TASK DIRECTIONS ▸ Reproduce the lines between the one holding "Is there any grey" and the one holding "left=185, top=643, right=1270, bottom=952", inclusive, keeping all their wording. In the answers, multiply every coordinate by 1.55 and round it to a whole number, with halves rounded up. Return only those lines.

MATERIAL ▸
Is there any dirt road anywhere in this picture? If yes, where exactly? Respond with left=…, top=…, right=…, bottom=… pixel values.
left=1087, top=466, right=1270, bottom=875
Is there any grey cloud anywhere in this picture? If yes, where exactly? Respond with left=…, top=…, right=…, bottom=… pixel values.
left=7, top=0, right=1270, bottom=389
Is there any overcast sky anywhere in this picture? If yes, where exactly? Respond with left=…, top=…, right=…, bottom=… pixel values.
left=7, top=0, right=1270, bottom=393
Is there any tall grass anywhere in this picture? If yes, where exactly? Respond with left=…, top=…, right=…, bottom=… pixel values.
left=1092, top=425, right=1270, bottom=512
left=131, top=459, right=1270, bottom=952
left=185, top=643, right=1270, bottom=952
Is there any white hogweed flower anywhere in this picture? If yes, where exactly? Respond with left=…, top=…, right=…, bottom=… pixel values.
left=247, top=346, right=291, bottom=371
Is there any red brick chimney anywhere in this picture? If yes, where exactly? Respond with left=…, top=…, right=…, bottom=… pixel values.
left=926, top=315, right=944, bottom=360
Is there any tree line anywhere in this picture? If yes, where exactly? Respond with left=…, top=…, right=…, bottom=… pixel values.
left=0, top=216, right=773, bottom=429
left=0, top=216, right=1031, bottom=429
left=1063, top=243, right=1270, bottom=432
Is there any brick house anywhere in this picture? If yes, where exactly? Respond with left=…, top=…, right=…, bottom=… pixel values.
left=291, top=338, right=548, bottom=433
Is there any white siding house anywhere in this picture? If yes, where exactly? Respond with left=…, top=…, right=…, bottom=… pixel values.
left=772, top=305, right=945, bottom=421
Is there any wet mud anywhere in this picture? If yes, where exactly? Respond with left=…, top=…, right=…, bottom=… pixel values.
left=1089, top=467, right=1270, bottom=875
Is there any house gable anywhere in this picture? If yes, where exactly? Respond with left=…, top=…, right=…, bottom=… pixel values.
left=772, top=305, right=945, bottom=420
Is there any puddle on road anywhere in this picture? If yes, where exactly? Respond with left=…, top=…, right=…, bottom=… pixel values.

WRITTEN ANSWER ▸
Is there any grey cloud anywhere in this picture? If yes, where exactly? Respond with left=…, top=…, right=…, bottom=… pixel values.
left=11, top=0, right=1969, bottom=603
Is there any overcast sky anywhere in this picture? If yes, where exactly? Respond with left=…, top=…, right=…, bottom=… pixel values.
left=11, top=0, right=1969, bottom=609
Is there any tall grass anywhere in this picture? If yes, where exactly? Respond with left=…, top=…, right=…, bottom=… pixel values.
left=1693, top=659, right=1969, bottom=794
left=203, top=711, right=1969, bottom=1476
left=287, top=997, right=1969, bottom=1476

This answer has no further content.